● **Supplied material**
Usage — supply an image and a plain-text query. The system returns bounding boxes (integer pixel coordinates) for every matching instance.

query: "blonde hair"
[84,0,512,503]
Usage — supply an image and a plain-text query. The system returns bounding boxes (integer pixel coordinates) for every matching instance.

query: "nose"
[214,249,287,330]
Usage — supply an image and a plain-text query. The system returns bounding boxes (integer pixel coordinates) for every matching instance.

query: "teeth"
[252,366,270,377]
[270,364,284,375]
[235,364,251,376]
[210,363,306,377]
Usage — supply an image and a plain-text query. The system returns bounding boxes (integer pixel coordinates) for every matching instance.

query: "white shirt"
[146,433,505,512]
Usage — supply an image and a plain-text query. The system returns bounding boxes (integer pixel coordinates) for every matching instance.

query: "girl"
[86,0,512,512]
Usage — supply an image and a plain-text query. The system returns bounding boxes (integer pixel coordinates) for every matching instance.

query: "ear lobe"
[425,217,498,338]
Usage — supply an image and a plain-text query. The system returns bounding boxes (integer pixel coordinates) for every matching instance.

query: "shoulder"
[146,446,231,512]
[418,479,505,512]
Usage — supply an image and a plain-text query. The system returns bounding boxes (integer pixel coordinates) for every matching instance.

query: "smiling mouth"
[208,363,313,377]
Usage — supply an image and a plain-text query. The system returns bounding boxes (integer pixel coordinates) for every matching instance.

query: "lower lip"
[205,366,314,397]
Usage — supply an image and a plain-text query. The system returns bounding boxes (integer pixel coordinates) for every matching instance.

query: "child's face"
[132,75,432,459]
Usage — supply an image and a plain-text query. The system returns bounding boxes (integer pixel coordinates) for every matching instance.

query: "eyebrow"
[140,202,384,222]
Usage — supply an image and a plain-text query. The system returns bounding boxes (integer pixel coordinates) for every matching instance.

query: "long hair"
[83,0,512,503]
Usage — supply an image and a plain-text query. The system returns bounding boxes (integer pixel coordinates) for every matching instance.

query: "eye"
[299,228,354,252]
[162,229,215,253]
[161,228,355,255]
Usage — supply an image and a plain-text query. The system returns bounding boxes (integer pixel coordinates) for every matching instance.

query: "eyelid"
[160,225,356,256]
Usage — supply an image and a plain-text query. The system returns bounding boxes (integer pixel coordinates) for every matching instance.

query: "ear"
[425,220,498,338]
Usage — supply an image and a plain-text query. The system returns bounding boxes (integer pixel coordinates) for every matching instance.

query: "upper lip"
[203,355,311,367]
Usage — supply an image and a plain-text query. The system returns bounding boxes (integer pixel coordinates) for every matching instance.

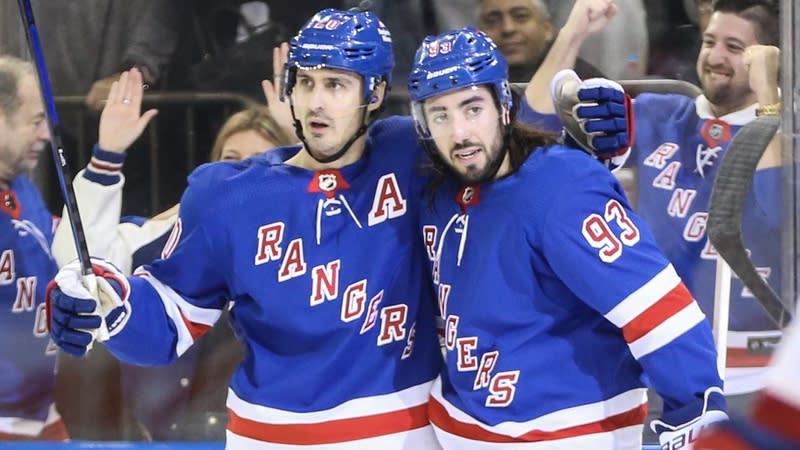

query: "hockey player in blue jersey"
[46,10,441,450]
[0,55,67,441]
[529,0,783,400]
[52,68,292,441]
[45,10,636,450]
[408,28,727,450]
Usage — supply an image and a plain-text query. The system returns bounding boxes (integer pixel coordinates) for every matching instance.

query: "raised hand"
[742,45,780,105]
[261,42,295,142]
[562,0,617,36]
[98,68,158,153]
[550,70,634,167]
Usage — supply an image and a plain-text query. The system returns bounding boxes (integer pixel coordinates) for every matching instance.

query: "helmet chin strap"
[289,97,369,164]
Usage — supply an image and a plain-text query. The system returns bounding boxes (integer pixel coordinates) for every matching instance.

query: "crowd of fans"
[0,0,792,446]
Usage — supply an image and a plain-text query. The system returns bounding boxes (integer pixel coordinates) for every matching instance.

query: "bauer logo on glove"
[550,70,634,167]
[47,258,131,356]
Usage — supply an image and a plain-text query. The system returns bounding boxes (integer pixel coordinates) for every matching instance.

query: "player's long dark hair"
[711,0,780,47]
[424,87,559,205]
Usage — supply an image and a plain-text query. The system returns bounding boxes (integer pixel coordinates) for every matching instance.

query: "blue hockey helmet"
[408,27,513,137]
[283,8,394,101]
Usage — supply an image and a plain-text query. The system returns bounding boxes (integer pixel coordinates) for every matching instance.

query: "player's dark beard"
[700,66,750,111]
[451,133,506,183]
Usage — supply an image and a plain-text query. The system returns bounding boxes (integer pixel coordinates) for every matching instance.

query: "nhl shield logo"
[317,173,339,192]
[461,186,475,205]
[456,185,481,212]
[708,123,725,141]
[307,169,350,198]
[700,119,732,147]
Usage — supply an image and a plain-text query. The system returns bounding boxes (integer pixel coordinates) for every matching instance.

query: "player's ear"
[367,81,386,111]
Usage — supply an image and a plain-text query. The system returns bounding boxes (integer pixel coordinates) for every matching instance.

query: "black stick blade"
[708,116,791,328]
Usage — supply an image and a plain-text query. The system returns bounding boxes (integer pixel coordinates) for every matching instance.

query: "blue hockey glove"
[46,258,131,356]
[550,70,634,170]
[650,387,728,450]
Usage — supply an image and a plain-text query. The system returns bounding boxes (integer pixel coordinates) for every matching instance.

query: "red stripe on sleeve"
[622,283,694,343]
[228,403,428,445]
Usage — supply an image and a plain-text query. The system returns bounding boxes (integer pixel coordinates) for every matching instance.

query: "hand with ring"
[98,68,158,153]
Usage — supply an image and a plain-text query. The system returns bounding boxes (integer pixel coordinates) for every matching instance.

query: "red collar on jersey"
[456,184,481,214]
[307,169,350,198]
[0,191,22,219]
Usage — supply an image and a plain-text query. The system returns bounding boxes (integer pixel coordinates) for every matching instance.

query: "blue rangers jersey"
[52,146,203,440]
[99,119,441,450]
[0,176,65,437]
[629,94,783,394]
[421,145,724,450]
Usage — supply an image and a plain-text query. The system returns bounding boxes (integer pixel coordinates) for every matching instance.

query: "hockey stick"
[708,116,792,328]
[17,0,93,276]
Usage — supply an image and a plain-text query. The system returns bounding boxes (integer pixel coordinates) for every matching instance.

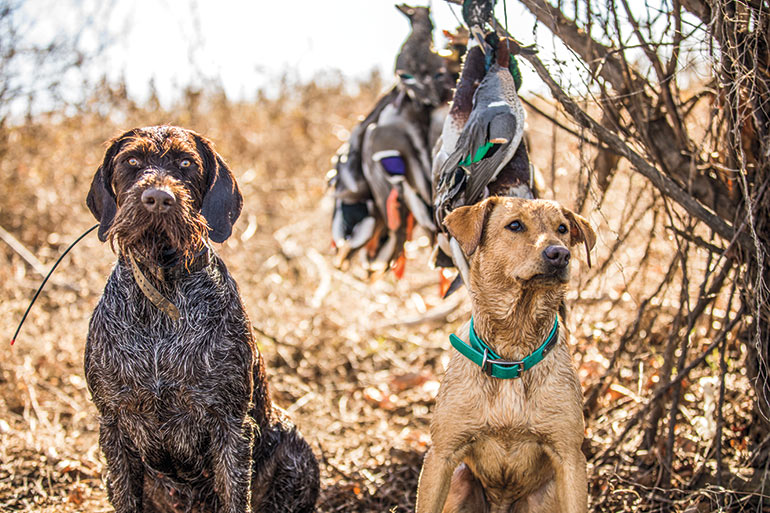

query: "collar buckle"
[481,347,525,377]
[481,347,492,376]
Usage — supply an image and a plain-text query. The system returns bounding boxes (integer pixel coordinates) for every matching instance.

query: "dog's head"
[86,126,243,259]
[444,197,596,290]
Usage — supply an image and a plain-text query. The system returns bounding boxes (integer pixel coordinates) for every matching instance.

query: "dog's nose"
[142,188,176,214]
[543,246,570,269]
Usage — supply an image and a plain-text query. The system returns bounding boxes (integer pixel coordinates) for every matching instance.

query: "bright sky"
[24,0,550,105]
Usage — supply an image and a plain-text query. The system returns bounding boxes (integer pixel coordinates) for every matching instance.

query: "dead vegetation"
[0,69,762,512]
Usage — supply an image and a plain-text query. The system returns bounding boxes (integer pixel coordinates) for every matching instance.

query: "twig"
[0,226,78,292]
[512,51,753,250]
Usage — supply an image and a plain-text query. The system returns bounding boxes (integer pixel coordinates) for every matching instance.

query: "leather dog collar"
[449,316,559,379]
[132,244,211,281]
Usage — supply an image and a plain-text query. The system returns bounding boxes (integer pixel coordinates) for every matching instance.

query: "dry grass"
[0,77,750,512]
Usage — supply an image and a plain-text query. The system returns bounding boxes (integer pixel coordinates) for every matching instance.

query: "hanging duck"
[395,4,454,107]
[328,87,398,268]
[433,33,535,294]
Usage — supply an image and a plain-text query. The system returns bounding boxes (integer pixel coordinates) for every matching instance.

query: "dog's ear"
[562,207,596,267]
[396,4,414,18]
[444,197,497,258]
[195,134,243,242]
[86,130,134,242]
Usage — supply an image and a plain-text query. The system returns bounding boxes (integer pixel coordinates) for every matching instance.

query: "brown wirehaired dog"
[417,197,596,513]
[85,126,319,513]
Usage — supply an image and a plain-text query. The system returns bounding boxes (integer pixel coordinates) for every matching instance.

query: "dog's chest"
[86,269,251,416]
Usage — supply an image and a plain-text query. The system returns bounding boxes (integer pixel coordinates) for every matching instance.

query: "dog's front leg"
[212,418,254,513]
[99,416,144,513]
[415,445,458,513]
[546,447,588,513]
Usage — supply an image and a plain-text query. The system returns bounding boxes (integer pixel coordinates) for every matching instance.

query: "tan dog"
[417,197,596,513]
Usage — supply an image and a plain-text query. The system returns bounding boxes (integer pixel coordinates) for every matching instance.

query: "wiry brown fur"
[417,197,595,513]
[107,174,209,262]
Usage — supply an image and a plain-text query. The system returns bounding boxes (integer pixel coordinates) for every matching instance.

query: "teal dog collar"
[449,316,559,379]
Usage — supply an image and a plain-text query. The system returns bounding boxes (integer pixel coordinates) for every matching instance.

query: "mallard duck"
[328,87,399,267]
[433,34,535,294]
[362,93,436,274]
[395,4,453,106]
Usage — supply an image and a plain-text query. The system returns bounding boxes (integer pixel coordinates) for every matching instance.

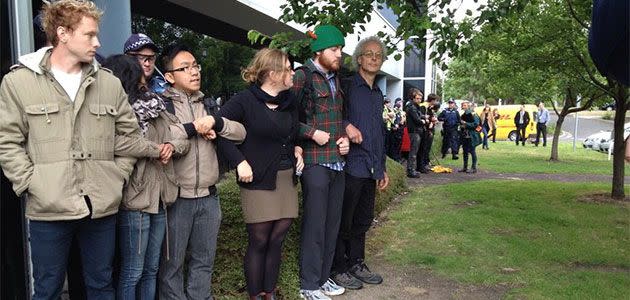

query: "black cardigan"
[217,85,299,190]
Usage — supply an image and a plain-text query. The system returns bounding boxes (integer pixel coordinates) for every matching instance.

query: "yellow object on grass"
[431,166,453,173]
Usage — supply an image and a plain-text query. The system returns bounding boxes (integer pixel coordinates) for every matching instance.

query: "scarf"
[131,91,166,136]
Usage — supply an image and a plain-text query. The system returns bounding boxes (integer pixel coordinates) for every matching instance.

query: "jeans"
[416,131,433,171]
[407,132,422,174]
[300,165,345,290]
[442,128,459,157]
[159,195,221,300]
[481,124,490,148]
[462,138,477,170]
[536,123,547,146]
[333,173,376,274]
[117,206,166,300]
[516,125,527,146]
[29,215,116,300]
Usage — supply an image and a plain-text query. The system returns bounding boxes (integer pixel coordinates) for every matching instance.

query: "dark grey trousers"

● **Set task**
Rewrite everything from the start of the records down to the line containing "[214,249,287,330]", requests included, and give only those lines. Scale every bounding-box coordinate in the answers by 2.6, rounding to whole numbers with halves going up, and leave the requests unchanged.

● **Task result**
Usage — supply an image and a plain-text query. The system returns bounding boxes (integer pixel coordinates) for every matching instance.

query: "blonde hair"
[218,0,1331,1308]
Usage — supply an image and a plain-text query. The system returns bounding boxes (integer pixel coordinates) for every matching instance.

query: "nose"
[556,647,746,858]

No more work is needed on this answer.